◆ **WRITTEN PROBLEM 1**
In the forum thread, what TV show was TraciChanel watching when she saw the little boy interviewed?
+-------+
To be honest I didn't read your post. I only read the beginning and where you said "*you* needed to tell the truth? Once I read that, I didn't feel the need to have to read any further. 

I know what I know and what I've seen and experienced. I know what I believe, and the things God has told me. You are entitled to your opinion and what you may feel is right; I only ask for the same.


----------



## TraciChanel (Jul 4, 2011)

Coffee, thanks so much for starting this thread - I wish I saw it earlier. Anyway, I read _Heaven is for Real _this past March. I just happened to be watching the Today show and they were interviewing the little boy and his father (Todd Burpo). The little boy didn't go into as much detail as he did in the book, but he said enough to pique my curiosity. So much so, I went to the bookstore immediately and read the entire book the same day. It's amazing to me how God works, because I had been in prayer about the whole concept of heaven (don't judge me ) and just a few days later I _happened _to see this little boy on t.v., and then read that book.  I was sold after that. I told everyone I knew about the book and everyone who read it was so inspired by it - like I was.  I found that book at the right moment...


----------



## L80sbabygirl (Jul 4, 2011)
+-------+
◆ **WRITTEN PROBLEM 2**
Pull out every line of the rows below that contains the word "give". Case counts.

◆ **Rows from a dataset**
+-------+
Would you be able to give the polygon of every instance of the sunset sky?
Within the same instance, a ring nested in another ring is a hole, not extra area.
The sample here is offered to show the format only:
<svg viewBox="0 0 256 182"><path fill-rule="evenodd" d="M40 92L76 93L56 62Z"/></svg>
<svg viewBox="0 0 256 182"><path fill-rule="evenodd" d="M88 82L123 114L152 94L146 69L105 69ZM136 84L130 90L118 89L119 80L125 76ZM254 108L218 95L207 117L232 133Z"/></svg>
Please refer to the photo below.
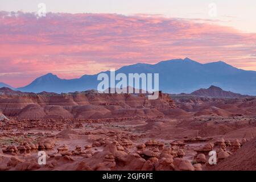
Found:
<svg viewBox="0 0 256 182"><path fill-rule="evenodd" d="M0 0L0 82L185 57L256 71L255 20L254 0Z"/></svg>

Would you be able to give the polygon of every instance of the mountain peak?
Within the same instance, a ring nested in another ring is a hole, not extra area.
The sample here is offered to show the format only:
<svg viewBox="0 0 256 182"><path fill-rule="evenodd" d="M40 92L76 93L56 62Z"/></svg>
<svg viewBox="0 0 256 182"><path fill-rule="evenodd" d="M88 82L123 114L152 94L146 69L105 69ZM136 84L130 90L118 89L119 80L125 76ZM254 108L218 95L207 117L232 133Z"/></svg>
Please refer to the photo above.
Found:
<svg viewBox="0 0 256 182"><path fill-rule="evenodd" d="M200 89L191 93L192 95L214 97L240 97L243 96L231 92L224 91L221 88L214 85L208 89Z"/></svg>
<svg viewBox="0 0 256 182"><path fill-rule="evenodd" d="M216 90L223 90L221 88L214 86L214 85L211 85L208 89L216 89Z"/></svg>

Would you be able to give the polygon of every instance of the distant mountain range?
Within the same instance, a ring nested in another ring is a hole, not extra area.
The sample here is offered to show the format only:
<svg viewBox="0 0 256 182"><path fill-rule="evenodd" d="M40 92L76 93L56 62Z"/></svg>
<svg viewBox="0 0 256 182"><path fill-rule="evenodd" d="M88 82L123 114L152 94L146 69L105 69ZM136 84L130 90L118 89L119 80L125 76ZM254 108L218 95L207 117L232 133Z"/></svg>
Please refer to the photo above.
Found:
<svg viewBox="0 0 256 182"><path fill-rule="evenodd" d="M213 97L240 97L246 96L230 91L225 91L223 90L221 88L213 85L210 86L208 89L200 89L199 90L196 90L191 93L191 94L193 96Z"/></svg>
<svg viewBox="0 0 256 182"><path fill-rule="evenodd" d="M15 88L10 86L9 85L3 83L2 82L0 82L0 88L2 88L2 87L7 87L7 88L9 88L12 89L15 89Z"/></svg>
<svg viewBox="0 0 256 182"><path fill-rule="evenodd" d="M109 71L102 73L110 75ZM238 69L223 61L201 64L185 58L155 64L139 63L125 66L116 71L116 73L118 73L126 75L135 73L159 73L160 90L166 93L191 93L215 85L225 90L256 96L256 72ZM97 80L98 74L67 80L48 73L16 90L59 93L96 89L100 82Z"/></svg>

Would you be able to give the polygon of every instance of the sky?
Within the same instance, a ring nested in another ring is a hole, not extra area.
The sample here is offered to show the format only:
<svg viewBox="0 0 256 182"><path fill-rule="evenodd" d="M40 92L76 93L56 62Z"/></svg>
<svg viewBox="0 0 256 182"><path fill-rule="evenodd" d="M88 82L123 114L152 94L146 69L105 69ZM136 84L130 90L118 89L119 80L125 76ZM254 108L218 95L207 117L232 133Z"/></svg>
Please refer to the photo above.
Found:
<svg viewBox="0 0 256 182"><path fill-rule="evenodd" d="M0 82L186 57L256 71L255 19L254 0L0 0Z"/></svg>

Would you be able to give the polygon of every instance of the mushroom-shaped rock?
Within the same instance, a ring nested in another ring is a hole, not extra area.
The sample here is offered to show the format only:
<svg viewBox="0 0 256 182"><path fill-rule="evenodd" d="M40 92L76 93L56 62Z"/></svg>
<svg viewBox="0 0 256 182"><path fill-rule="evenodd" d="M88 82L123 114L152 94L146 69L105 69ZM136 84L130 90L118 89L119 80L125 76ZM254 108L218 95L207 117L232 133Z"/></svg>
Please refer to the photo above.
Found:
<svg viewBox="0 0 256 182"><path fill-rule="evenodd" d="M230 155L226 151L220 151L218 153L218 159L224 159L228 158Z"/></svg>
<svg viewBox="0 0 256 182"><path fill-rule="evenodd" d="M241 140L241 145L242 146L246 142L247 139L246 139L245 138L243 138L243 139L242 139L242 140Z"/></svg>
<svg viewBox="0 0 256 182"><path fill-rule="evenodd" d="M196 162L199 163L205 163L207 159L205 155L204 154L199 154L196 156Z"/></svg>
<svg viewBox="0 0 256 182"><path fill-rule="evenodd" d="M195 164L193 167L195 168L195 171L202 171L202 165L200 163Z"/></svg>
<svg viewBox="0 0 256 182"><path fill-rule="evenodd" d="M183 150L179 150L177 153L178 158L182 158L185 155L185 152Z"/></svg>
<svg viewBox="0 0 256 182"><path fill-rule="evenodd" d="M175 171L195 171L195 168L188 160L175 158L174 160Z"/></svg>
<svg viewBox="0 0 256 182"><path fill-rule="evenodd" d="M62 156L64 156L64 155L69 156L69 155L72 155L72 153L71 152L69 152L69 151L65 151L61 152L60 152L60 155L61 155Z"/></svg>
<svg viewBox="0 0 256 182"><path fill-rule="evenodd" d="M61 151L67 151L68 150L68 147L67 145L64 144L59 147L57 150L58 150L58 152L59 152Z"/></svg>
<svg viewBox="0 0 256 182"><path fill-rule="evenodd" d="M156 171L172 171L174 166L172 164L173 159L166 159L164 158L159 160L158 163L155 164Z"/></svg>
<svg viewBox="0 0 256 182"><path fill-rule="evenodd" d="M158 158L159 156L159 154L158 152L155 152L151 150L145 150L143 151L143 154L148 157Z"/></svg>
<svg viewBox="0 0 256 182"><path fill-rule="evenodd" d="M76 146L75 150L77 152L81 152L82 151L82 147L80 146Z"/></svg>
<svg viewBox="0 0 256 182"><path fill-rule="evenodd" d="M85 150L89 150L91 148L92 148L92 146L89 146L89 145L86 145L86 146L84 146L84 149L85 149Z"/></svg>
+-------+
◆ **FINAL ANSWER 1**
The Today show.

◆ **FINAL ANSWER 2**
Would you be able to give the polygon of every instance of the sunset sky?
Would you be able to give the polygon of every instance of the mountain peak?
Would you be able to give the polygon of every instance of the distant mountain range?
Would you be able to give the polygon of every instance of the sky?
Would you be able to give the polygon of every instance of the mushroom-shaped rock?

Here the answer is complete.